__AUFGABE__:
Liste alle Personen auf, die laut dem Textauszug vor dem Abflug am Flughafen dabei sind.

Das war sie also, meine erste Nacht in Manila. Meine erste Nacht außerhalb Europas. Meine erste Nacht ganz weit weg. Aber fangen wir von vorne an…
Am Flughafen
Ich habe die Nacht vor meinem Abflug nur eine Stunde geschlafen -von 4:30 Uhr bis 5:30 Uhr gab ich mich dem Matratzenhorchdienst hin-, ansonsten war ich noch damit beschäftigt, irgendwelche Dinge zu machen, ein paar Spiele vom Desktop-PC auf das Notebook zu kopieren, mein letztes Vollbad zu nehmen und mich wachzuhalten. Ich wollte nicht schlafen. Ich war so aufgeregt. Oh ja.
Um 6:45 Uhr ging die Fahrt zum Flughafen los. Wir kamen gut durch und ich konnte um kurz nach 8 bereits einchecken. Mir blieb dann also noch ein bisschen mehr als eine Stunde mit meiner Familie und meinem (Ex-)Mitbewohner. Zu meiner Überraschung tauchte auch noch meine Schwiegermutter in spe auf, was mich sehr gefreut hat. Das hat die Runde auch nochmal etwas aufgelockert.
Die große Verabschiedungsrunde fiel dann gewohnt klischeehaft aus. Jeder weint, jeder ist traurig und jeder dementiert, wie Nahe es ihm geht. Ich rede da jetzt so leichtfällig daher, aber es fiel mir überhaupt nicht leicht. Ich liebe meine Familie und es ist eine neue und schwere Erfahrung, sie so lange nicht sehen zu können. Da will ich ganz ehrlich sein.

__DATENSATZ__:
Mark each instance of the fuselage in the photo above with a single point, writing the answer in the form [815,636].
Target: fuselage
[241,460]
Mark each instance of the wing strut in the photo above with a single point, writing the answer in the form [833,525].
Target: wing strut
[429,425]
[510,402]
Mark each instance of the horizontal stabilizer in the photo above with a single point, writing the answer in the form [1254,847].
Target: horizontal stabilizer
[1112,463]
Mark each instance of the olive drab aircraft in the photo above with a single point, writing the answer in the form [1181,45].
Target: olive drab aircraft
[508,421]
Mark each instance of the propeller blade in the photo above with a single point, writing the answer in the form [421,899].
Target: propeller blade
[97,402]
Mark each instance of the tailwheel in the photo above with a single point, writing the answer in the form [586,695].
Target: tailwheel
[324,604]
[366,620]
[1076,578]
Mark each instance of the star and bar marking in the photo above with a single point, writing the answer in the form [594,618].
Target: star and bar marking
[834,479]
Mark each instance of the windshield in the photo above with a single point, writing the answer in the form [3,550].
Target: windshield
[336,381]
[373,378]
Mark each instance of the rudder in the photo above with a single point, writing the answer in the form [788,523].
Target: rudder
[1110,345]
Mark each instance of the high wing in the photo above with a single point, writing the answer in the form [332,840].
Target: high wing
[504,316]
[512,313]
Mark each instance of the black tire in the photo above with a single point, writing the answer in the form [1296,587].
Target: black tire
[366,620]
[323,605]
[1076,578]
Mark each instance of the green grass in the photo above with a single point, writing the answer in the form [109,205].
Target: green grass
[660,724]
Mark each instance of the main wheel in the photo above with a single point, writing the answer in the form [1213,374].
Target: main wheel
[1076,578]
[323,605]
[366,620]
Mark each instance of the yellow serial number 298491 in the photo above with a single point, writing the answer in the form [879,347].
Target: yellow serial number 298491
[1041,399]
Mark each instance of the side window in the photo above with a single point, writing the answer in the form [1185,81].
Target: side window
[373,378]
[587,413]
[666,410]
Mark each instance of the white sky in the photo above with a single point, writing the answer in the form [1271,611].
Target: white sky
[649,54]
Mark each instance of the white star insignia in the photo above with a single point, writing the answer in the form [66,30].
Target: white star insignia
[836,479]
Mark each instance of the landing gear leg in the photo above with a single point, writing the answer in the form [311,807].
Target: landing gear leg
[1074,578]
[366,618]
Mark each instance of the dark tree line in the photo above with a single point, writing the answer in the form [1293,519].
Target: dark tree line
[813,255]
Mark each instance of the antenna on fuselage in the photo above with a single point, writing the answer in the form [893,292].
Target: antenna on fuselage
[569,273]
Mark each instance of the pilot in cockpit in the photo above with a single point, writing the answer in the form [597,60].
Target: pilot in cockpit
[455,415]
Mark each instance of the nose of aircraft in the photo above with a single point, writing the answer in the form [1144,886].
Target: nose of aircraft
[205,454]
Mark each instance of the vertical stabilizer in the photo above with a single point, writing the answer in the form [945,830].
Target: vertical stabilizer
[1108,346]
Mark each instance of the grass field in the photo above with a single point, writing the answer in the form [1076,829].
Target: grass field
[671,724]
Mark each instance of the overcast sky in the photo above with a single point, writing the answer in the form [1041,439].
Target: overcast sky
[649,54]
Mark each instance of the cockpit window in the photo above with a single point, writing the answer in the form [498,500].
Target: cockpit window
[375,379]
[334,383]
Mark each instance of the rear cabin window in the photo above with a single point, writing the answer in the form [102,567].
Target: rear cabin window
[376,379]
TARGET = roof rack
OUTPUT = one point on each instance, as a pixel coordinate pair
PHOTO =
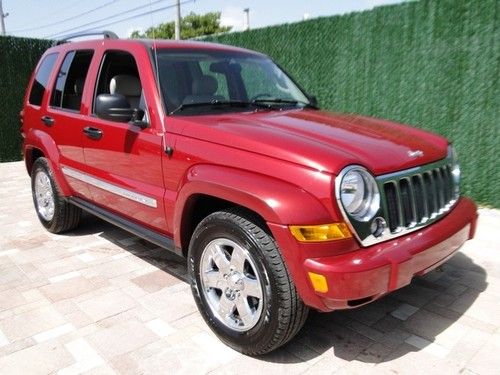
(106, 34)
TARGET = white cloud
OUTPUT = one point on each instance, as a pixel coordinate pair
(232, 16)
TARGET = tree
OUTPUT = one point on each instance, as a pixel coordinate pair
(192, 25)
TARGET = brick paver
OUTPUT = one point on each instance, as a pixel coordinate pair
(101, 301)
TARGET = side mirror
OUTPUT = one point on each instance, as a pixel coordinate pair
(114, 107)
(313, 100)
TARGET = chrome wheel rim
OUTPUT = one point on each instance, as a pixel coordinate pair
(230, 284)
(44, 196)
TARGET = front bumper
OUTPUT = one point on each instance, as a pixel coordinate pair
(365, 274)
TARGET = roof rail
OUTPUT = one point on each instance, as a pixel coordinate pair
(106, 34)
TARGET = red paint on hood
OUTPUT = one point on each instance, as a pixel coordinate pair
(318, 139)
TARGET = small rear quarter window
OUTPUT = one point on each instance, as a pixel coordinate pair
(42, 79)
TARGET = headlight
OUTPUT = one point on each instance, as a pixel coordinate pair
(359, 194)
(455, 170)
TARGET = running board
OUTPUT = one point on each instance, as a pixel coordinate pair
(149, 235)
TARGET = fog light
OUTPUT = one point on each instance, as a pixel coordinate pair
(378, 226)
(319, 233)
(319, 282)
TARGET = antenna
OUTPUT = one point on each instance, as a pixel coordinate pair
(157, 74)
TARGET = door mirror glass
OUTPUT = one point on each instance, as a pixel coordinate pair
(114, 107)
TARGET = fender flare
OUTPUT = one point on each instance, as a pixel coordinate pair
(37, 139)
(275, 200)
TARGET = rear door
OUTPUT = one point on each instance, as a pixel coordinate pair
(123, 161)
(63, 116)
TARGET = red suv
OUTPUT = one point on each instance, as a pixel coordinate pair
(215, 153)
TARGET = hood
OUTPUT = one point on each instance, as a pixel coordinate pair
(320, 140)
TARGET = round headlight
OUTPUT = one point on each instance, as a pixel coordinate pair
(359, 194)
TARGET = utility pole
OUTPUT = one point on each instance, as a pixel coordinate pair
(2, 17)
(177, 20)
(247, 19)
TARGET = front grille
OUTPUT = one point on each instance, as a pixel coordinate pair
(412, 199)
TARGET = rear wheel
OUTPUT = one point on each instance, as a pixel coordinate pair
(241, 284)
(54, 212)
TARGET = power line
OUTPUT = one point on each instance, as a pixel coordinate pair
(65, 20)
(120, 20)
(58, 11)
(103, 19)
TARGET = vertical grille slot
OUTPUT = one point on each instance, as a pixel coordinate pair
(418, 190)
(392, 207)
(430, 193)
(448, 183)
(406, 201)
(439, 188)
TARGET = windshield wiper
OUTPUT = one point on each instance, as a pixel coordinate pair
(282, 101)
(214, 103)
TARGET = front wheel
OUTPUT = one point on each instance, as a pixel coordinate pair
(55, 213)
(241, 284)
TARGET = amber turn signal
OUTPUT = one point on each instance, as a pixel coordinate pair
(319, 233)
(319, 282)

__ANTWORT__:
- die Familie
- der (Ex-)Mitbewohner
- die Schwiegermutter in spe